_Given request 1:_
In the forum thread about Brahms' piano music, which pianist plays on the unreleased 1972 Lisbon recording of the Paganini Variations?

# In honor of Brahms' birthday, here are some of the best recordings of his difficult piano music



## chu42 (Aug 14, 2018)

While the video does indeed rank these Brahms works by difficulty, that's just one objective of my videos. More important is which pianists create the most music out of his difficulties, and I provide background info on pianists and the pieces in the captions of the video. 

The description also contains a overview of what exactly makes Brahms tough to master and what to prepare if you're looking to learn one of these works.


----------



## hammeredklavier (Feb 18, 2018)

Good to see Brahms indulging in some Lisztian hedonism
jjk


----------



## pjang23 (Oct 8, 2009)

Excluding the piano quintet and the rest of his piano chamber music is questionable. The fourth movement is a monster.


----------



## Mandryka (Feb 22, 2013)

The recently deceased Nicholas Angelich was an interesting Brahmsian. He first attracted my attention when he played The Paganini Variations in an almost Arrauvian way in a concert. I replayed it when he died, first time in years.

In January someone gave me an unreleased recording of Michelangeli playing the Paganini Variations in Lisbon in 1972. Very good.

My other recent positive Brahms experience was revisiting Cziffra's live performance at Senlis, playing the Hungarian Dances. It's amazing how he can make you think that this is the best music in the world, which it clearly isn't -- but that's the magic of a great pianist.


----------



## Mandryka (Feb 22, 2013)

pjang23 said:


> Excluding the piano quintet and the rest of his piano chamber music is questionable. The fourth movement is a monster.


Before you give up completely on the quartets, try the recent recording by the Dudok Quartet of Amsterdam. More than one person I know who thought like you saw the error of their ways because of those performances. Historically informed they say, though they don't spell out the details. Here's the booklet.

000145392.pdf (qobuz.com)


----------



## 59540 (May 16, 2021)

I figured that something from the Paganini variations would be in the #1 spot.  I'm not a virtuoso pianist so a lot of it presents problems but _the_ problem I've always had in playing Brahms is in getting the rhythm down. He sure did love cross-rhythms.


----------



## Eva Yojimbo (Jan 30, 2016)

_Extracted data:_
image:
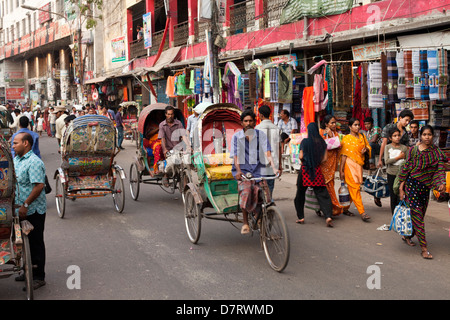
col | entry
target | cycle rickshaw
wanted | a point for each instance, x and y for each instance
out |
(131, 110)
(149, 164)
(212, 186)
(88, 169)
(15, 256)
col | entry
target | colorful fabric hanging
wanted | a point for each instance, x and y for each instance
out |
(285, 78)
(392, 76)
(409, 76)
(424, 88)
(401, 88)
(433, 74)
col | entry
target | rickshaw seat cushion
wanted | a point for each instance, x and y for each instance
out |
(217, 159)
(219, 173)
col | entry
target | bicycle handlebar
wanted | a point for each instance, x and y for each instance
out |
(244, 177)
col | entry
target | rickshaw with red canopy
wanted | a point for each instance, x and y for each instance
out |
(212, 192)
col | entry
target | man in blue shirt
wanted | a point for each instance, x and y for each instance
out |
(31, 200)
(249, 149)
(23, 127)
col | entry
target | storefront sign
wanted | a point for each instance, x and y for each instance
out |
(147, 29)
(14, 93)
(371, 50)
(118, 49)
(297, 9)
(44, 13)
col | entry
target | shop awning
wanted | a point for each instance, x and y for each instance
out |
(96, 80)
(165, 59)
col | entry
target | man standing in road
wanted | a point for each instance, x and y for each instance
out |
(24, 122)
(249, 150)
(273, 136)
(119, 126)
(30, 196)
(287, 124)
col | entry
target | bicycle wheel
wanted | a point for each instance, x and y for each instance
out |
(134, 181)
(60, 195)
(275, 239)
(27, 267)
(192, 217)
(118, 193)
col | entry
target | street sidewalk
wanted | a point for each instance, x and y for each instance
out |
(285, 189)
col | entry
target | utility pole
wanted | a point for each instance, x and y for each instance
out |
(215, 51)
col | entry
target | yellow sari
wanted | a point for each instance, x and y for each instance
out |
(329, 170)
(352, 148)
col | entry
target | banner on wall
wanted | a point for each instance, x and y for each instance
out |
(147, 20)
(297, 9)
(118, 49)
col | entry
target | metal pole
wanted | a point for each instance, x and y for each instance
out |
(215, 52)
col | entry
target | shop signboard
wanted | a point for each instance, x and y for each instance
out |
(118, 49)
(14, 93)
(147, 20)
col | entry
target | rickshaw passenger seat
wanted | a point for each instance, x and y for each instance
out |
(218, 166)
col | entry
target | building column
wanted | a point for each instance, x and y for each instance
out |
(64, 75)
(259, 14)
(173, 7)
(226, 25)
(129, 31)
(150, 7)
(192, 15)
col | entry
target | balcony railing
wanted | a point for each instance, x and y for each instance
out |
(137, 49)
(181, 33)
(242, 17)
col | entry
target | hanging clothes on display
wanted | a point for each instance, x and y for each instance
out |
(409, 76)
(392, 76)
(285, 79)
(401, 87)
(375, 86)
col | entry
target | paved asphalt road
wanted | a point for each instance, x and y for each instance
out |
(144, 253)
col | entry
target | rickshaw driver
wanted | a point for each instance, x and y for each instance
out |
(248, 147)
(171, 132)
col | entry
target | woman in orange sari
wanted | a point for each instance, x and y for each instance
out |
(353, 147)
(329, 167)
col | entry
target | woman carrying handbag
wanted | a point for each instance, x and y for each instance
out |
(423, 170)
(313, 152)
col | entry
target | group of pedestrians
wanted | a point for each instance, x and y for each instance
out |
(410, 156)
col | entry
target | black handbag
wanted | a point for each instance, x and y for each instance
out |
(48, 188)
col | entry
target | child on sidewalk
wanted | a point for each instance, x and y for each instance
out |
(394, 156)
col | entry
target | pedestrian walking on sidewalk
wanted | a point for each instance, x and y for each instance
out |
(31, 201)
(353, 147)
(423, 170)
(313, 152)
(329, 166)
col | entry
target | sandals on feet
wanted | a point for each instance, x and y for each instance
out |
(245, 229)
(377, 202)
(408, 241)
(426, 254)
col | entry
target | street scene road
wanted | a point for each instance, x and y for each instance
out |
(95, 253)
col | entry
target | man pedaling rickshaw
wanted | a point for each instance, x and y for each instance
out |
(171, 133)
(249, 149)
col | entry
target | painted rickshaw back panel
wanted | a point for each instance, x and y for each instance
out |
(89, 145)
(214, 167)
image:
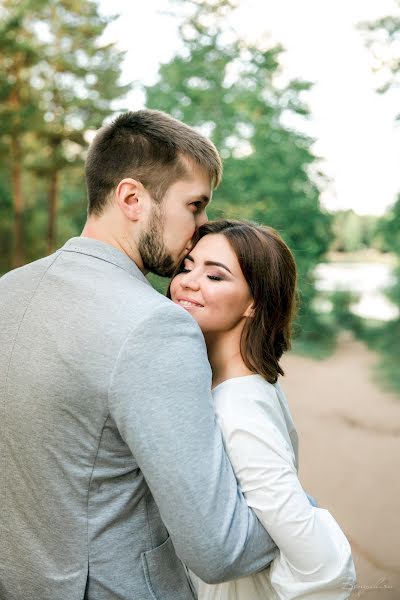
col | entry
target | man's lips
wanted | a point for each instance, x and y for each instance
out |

_Given request 2:_
Locate every line in the records that contains the string "road", and copy each of those lines.

_Response 1:_
Michelangeli

_Response 2:_
target | man standing in road
target | paved asphalt road
target | street scene road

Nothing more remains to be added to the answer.